Thursday, October 29, 2020

Before/After

"Have patience. All things are difficult before they become easy." -Saadi

https://drive.google.com/uc?export=view&id=1mnWiVzSeaBVZDK1p5UmJHPCwLsTqx1Qm
Gracie is a fan of my new ponytail palm and also the pillows on the couch. 
Covid does not interfere one whit with her naps. 

Back in March, when the original wave of Covid 19 washed over us and cut us off from our familiar life of doing whatever the heck we wanted, whenever we so pleased, I was unexpectedly consumed by an odd yet highly specific yearning.

I wanted a ponytail palm

For years, I'd been aware of these sassy succulents with their crazy pouf of curly leaves, but never had I given them so much as a second thought. 

Leave it to the vicissitudes of an emerging pandemic to trigger an itch.

At that time, the prospect of going out shopping for such a frivolous purpose was unthinkable. And more importantly, impossible, because most stores were shuttered to actual people. 

There was the online option, and for a time I trolled the plant-selling websites hard, seeking out these spunky specimens and hovering my finger over the Add To Cart button. 

But something told me that I wouldn't derive the same sense of satisfaction from a digital purchase as I would from picking my very own ponytail palm out of an IRL line-up.

So I forced myself to wait. 

This story has a happy ending as sometime in August, I stumbled onto a veritable herd of ponytail palms at Molbaks, chose one as the cheekiest one of the group, and brought it home. 

In the early days of its life with me, the ponytail palm was a beacon of patience, of desires deferred, of the waiting game that Covid has forced us to play. I felt a certain triumph, well-chuffed indeed, as if I had accomplished something important by waiting five whole months to buy a sodding plant. 

But over the past fortnight, my pony palm has come round to symbolize something entirely different. It reminds me that maybe the good old days before Covid were more self-indulgent and carelessly spontaneous than was actually good for me. Maybe there is a gift in this virus-driven slowed-down lifestyle that is worth hanging on to, even though the stores are now wide open and full of the face-masked mobs. And maybe I don't want to go back to rushing out the door with my wallet every time a new whim flits through my mind.

Maybe, just maybe, Covid has taught me a few important things, and I don't want to go back to life as it was before.

Excerpts from a dataset
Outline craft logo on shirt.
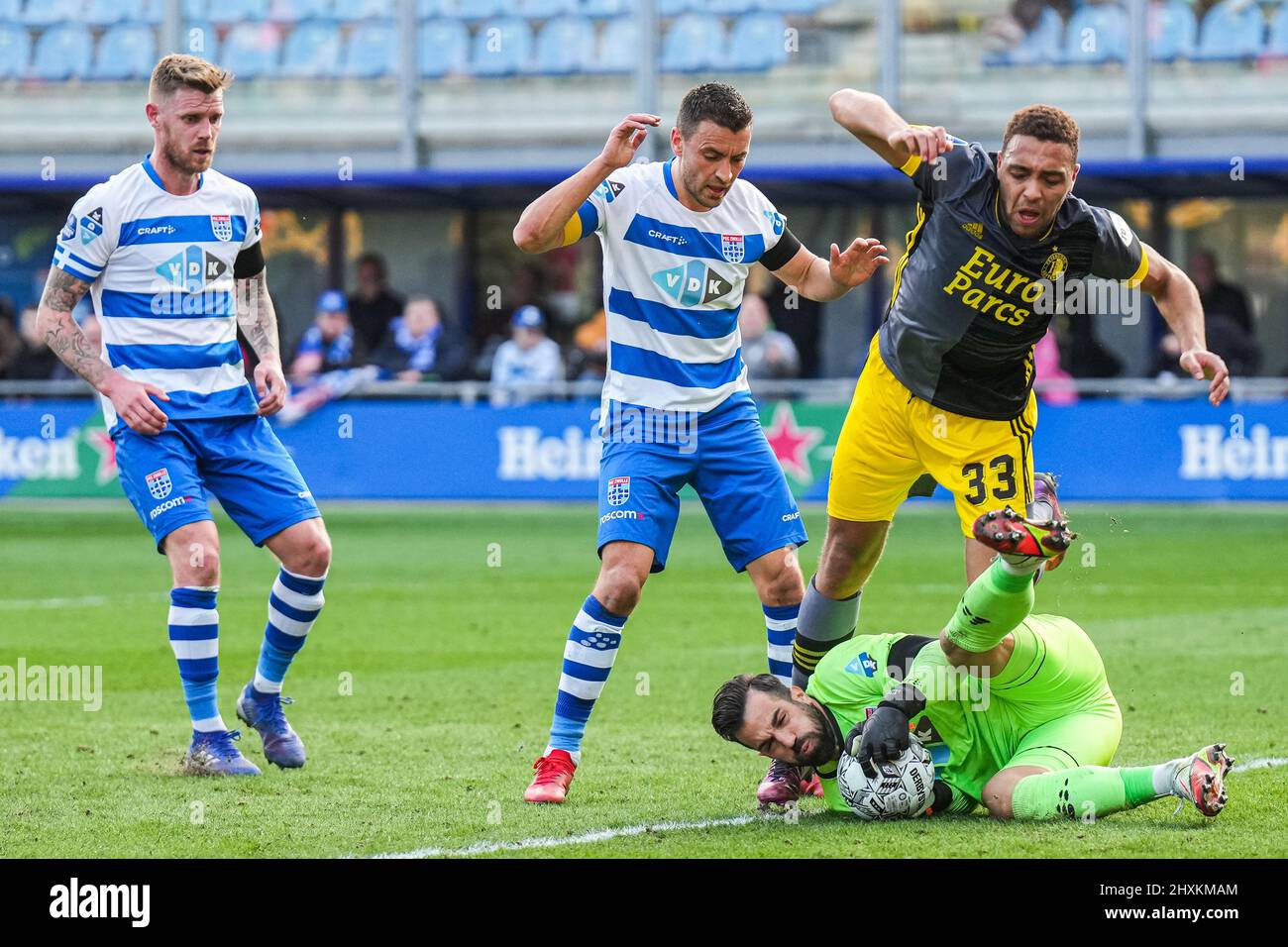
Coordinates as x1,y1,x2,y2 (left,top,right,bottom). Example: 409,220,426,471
145,467,174,500
608,476,631,506
81,207,103,244
156,244,228,292
720,233,747,263
653,262,742,305
210,214,233,244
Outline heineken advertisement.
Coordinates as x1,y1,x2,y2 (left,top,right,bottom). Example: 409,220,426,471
0,399,1288,502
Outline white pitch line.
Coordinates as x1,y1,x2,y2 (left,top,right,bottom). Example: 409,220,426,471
366,810,810,858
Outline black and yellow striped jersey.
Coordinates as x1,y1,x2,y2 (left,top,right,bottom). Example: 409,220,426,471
879,138,1147,420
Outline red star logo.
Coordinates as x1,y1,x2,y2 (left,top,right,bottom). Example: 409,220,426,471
765,401,823,483
85,428,116,484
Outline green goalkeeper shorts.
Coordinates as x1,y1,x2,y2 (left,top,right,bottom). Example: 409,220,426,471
988,614,1124,770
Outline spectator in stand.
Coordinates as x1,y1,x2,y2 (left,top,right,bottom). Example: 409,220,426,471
371,296,465,381
738,294,802,380
492,305,564,391
349,253,403,352
291,290,361,385
7,305,61,381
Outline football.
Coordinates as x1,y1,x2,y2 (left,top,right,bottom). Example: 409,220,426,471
836,734,935,822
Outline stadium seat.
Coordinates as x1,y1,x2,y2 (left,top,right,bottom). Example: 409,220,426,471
22,0,85,26
725,13,787,72
1194,0,1266,59
577,0,627,20
1146,0,1198,61
1266,4,1288,55
206,0,268,26
268,0,335,23
340,21,398,78
1064,5,1127,64
512,0,577,20
471,17,532,76
531,17,595,76
661,13,724,72
0,23,31,78
280,21,340,78
219,23,282,78
84,0,147,26
334,0,398,21
31,25,94,81
417,20,471,78
588,17,639,74
89,23,158,80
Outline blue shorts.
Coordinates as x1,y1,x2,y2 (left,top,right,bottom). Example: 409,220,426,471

Study questions:
(1) In the post about the ponytail palm, how many months did the writer wait before buying the plant?
(2) Translate this sentence from the ponytail palm post into Spanish: "So I forced myself to wait."
(3) Reproduce everything in the ponytail palm post from "Back in March, when" down to "trigger an itch.".

Exercise answers:
(1) Five months.

(2) Así que me obligué a esperar.

(3)
Back in March, when the original wave of Covid 19 washed over us and cut us off from our familiar life of doing whatever the heck we wanted, whenever we so pleased, I was unexpectedly consumed by an odd yet highly specific yearning.

I wanted a ponytail palm

For years, I'd been aware of these sassy succulents with their crazy pouf of curly leaves, but never had I given them so much as a second thought. 

Leave it to the vicissitudes of an emerging pandemic to trigger an itch.